In [7]:
import os
import pandas as pd

In [2]:
raw = pd.read_excel(
  '../../data/reference/Copy of NatCen 2023 - Administrative data on factors associated with youth NEET rates - Dataset.xlsx',
  sheet_name='Local Authority Data',
  
).set_index(['Local Authority Code', 'Local Authority Name', 'Group'])

raw.columns = raw.columns.str.strip()

In [3]:
def z_score(series: pd.Series):
    return (series - series.mean()) / series.std()

def construct_weights(df, weighting=2):
    w = pd.Series(1, index=df.columns)
    key_metrics = [
      'Qualification below level 2 (age 16-24)',
      'Pupils with SEN support',
      'Disability (age < 25)',
      'IMD Health',
      'Economic inactivity (NEET)'
    ]
    w.loc[w.index.isin(key_metrics)] = weighting
    return w

def weighted_average(df, column_weights):
    res = df.mul(column_weights.to_dict()) / column_weights.sum()
    return res.sum(axis=1)

def score(df):
    total = pd.Series(df.sum(axis=1), name='Total Score')
    double_weighted = pd.Series(df.pipe(weighted_average, df.pipe(construct_weights, 2)), name='Weighted scores (double)')
    triple_weighted = pd.Series(df.pipe(weighted_average, df.pipe(construct_weights, 3)), name='Weighted scores (triple)')

    return pd.concat([
        df, total, double_weighted, triple_weighted
    ], axis=1)

data = raw.apply(z_score).pipe(score)

In [8]:
os.makedirs('../../data/processed/yff/', exist_ok=True)
data.melt(ignore_index=False).to_csv('../../data/processed/yff/neet-factors.csv')

- [Exercise requirements] Reproduce the pandas notebook code above word for word, starting at the words that contain "return res.sum(axis=1)" and stopping after "name='Weighted scores (double)')".

- [Recorded information]

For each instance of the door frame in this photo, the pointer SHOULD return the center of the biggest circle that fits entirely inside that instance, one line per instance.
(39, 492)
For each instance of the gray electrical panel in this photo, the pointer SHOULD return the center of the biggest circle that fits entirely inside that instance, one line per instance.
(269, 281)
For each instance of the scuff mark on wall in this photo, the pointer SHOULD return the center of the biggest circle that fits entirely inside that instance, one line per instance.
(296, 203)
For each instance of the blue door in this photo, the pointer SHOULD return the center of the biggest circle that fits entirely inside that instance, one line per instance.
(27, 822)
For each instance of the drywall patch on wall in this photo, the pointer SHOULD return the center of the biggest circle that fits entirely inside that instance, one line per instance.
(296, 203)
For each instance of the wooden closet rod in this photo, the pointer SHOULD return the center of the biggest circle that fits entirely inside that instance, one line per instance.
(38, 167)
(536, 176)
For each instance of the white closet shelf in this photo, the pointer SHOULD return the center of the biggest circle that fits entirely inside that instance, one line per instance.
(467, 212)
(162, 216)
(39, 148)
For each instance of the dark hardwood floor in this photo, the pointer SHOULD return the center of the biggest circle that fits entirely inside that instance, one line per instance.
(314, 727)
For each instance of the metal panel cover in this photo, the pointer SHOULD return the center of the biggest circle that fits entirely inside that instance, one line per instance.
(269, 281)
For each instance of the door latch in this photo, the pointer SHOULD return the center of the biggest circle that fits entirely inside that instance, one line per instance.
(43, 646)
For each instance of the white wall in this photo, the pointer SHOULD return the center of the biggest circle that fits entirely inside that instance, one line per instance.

- [Complete response]
return res.sum(axis=1)

def score(df):
    total = pd.Series(df.sum(axis=1), name='Total Score')
    double_weighted = pd.Series(df.pipe(weighted_average, df.pipe(construct_weights, 2)), name='Weighted scores (double)')